Given exercise: Can you restate the stretch of the EAMxx python page from "Due to implementation" through "before being used." with "std::any" swapped for "std::variant"?

Text provided:
★ ★ ★ ★ ★ ★ ★

Calling python code from EAMxx atmosphere processes
Requirements
In order to call python code from an EAMxx atmosphere process,
EAMxx must be build with the CMake option EAMXX_ENABLE_PYTHON=ON
,
and the CMake variable Python_EXECUTABLE
must point to a python3
executable, with python version >= 3.9. Additionally, the python package
pybind11
must be installed (e.g., via pip or conda).
If EAMXX_ENABLE_PYTHON=OFF
, none of the code that is needed to call
python from EAMxx will be compiled.
Usage
If python support is enabled, every atmosphere process stores
data structures that can hold python-compatible arrays and modules.
During construction, if the input parameter list contains a non-trivial
entry for the key py_module_name
, EAMxx will automatically set up
these data structures. In particular, EAMxx will
- create python-compatible arrays for each of the input/output/internal
fields that are registered in the class. These are stored in two maps:
m_py_fields_dev
andm_py_fields_host
, which store python-compatible arrays for the device and host views of the Field, respectively. The maps are in fact nested maps, so that the python-compatible array for field X on grid Y can be retrieved viam_py_fields_host[Y][X]
. - load the python module provided via parameter list, so that its interfaces
can later be called during init/run phases. The module is then stored in
the local member
m_py_module
. If the module is in a non-standard path, the parameter list entrypy_module_path
can be used to specify its path, which will be added to python's search path before loading the module.
Due to implementation details in the pybind11 library, and to avoid compiler warnings,
all the python-compatible data structures are stored wrapped inside std::any
objects.
As such, the need to be properly casted to the correct underlying type before being used.
In particular, the fields and module can be casted as follows:
auto& f = std::any_cast<pybind11::array&>(m_py_fields_host[grid_name][fname]);
auto& pymod = std::any_cast<pybind11::module&>(m_py_module);
Once the module is available, a function from it can be called using the attr
method of
the module. For instance, if the module had a function run
that takes 2 arrays and a double
(in this order), it can be invoked via
pymod.attr("run")(f1,f2,my_double);
where f1
and f2
are of type pybind11::array
(e.g., casted from objects in m_py_fields_host
).

★ ★ ★ ★ ★ ★ ★

Entries shown:

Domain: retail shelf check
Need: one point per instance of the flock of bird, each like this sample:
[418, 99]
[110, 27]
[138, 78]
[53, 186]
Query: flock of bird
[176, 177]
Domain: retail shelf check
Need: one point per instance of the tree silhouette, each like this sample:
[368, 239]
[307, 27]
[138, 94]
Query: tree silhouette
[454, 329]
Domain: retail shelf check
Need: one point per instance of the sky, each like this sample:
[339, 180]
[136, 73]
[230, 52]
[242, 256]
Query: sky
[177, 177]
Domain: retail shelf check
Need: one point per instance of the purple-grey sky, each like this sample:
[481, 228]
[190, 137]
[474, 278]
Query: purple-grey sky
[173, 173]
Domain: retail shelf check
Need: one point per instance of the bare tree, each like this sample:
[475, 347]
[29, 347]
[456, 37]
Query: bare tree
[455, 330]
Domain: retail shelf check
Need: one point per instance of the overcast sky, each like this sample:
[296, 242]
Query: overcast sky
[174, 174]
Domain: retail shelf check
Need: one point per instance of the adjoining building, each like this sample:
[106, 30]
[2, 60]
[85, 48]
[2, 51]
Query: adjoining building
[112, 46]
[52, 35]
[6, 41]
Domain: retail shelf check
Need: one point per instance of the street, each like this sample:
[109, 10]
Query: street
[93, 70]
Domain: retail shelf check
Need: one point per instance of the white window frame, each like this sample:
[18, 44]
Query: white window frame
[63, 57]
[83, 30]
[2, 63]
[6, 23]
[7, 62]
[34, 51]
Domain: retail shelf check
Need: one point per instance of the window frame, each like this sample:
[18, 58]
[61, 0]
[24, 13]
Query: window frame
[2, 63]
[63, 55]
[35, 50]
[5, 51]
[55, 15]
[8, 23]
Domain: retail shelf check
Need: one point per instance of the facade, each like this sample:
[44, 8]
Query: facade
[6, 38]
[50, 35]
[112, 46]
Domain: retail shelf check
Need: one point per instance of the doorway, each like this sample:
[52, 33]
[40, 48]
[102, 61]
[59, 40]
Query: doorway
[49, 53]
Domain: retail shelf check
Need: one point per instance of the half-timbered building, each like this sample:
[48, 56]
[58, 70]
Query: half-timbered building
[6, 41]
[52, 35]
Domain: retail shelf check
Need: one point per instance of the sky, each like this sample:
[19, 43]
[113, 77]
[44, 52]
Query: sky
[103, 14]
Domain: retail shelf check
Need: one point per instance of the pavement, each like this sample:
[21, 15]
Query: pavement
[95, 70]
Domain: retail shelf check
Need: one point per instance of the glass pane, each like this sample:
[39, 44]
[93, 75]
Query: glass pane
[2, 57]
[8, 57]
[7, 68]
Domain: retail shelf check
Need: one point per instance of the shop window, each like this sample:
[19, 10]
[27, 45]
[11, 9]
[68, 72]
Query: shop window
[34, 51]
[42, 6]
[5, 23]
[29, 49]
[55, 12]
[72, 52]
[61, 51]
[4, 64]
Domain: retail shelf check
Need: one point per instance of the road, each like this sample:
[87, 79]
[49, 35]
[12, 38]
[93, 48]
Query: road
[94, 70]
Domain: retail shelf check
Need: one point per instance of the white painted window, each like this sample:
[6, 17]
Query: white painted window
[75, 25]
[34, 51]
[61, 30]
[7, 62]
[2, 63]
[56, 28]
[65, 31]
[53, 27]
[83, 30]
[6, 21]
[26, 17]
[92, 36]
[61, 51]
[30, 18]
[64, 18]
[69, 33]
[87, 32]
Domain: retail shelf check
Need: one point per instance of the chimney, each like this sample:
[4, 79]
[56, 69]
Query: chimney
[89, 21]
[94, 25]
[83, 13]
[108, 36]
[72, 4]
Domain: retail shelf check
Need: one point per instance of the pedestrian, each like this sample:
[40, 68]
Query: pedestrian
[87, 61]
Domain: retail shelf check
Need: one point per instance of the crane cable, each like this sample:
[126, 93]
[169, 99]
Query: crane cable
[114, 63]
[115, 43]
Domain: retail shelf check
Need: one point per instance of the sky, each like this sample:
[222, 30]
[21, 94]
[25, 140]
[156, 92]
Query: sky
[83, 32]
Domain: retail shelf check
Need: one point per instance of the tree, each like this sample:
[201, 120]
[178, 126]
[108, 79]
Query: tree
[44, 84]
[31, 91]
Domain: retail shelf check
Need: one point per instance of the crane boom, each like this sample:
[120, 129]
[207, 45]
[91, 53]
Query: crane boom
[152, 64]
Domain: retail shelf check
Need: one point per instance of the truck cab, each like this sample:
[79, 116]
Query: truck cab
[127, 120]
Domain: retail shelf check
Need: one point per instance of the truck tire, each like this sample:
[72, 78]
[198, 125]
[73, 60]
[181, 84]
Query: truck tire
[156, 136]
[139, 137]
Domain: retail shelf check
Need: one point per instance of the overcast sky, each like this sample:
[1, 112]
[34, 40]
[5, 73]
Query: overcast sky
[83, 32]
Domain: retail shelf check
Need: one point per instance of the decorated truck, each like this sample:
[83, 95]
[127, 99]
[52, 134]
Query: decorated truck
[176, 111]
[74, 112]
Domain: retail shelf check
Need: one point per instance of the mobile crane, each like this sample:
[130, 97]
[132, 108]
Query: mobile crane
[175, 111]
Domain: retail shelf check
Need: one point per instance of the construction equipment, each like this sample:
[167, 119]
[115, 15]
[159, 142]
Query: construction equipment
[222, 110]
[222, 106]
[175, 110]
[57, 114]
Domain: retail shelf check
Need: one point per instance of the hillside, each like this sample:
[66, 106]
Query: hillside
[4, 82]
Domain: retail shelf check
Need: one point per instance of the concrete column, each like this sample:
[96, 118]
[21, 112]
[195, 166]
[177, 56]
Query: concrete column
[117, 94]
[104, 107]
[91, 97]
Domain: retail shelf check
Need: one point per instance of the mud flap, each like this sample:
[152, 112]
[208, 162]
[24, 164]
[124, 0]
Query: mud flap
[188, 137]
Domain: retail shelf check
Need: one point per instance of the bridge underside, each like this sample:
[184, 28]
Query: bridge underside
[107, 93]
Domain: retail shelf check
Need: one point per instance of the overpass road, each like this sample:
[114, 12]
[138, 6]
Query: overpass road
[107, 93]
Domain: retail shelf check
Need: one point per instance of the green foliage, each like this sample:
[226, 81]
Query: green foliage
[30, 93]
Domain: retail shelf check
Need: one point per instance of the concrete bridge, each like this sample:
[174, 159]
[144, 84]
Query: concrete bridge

★ ★ ★ ★ ★ ★ ★

Final result:
Due to implementation details in the pybind11 library, and to avoid compiler warnings,
all the python-compatible data structures are stored wrapped inside std::variant
objects.
As such, the need to be properly casted to the correct underlying type before being used.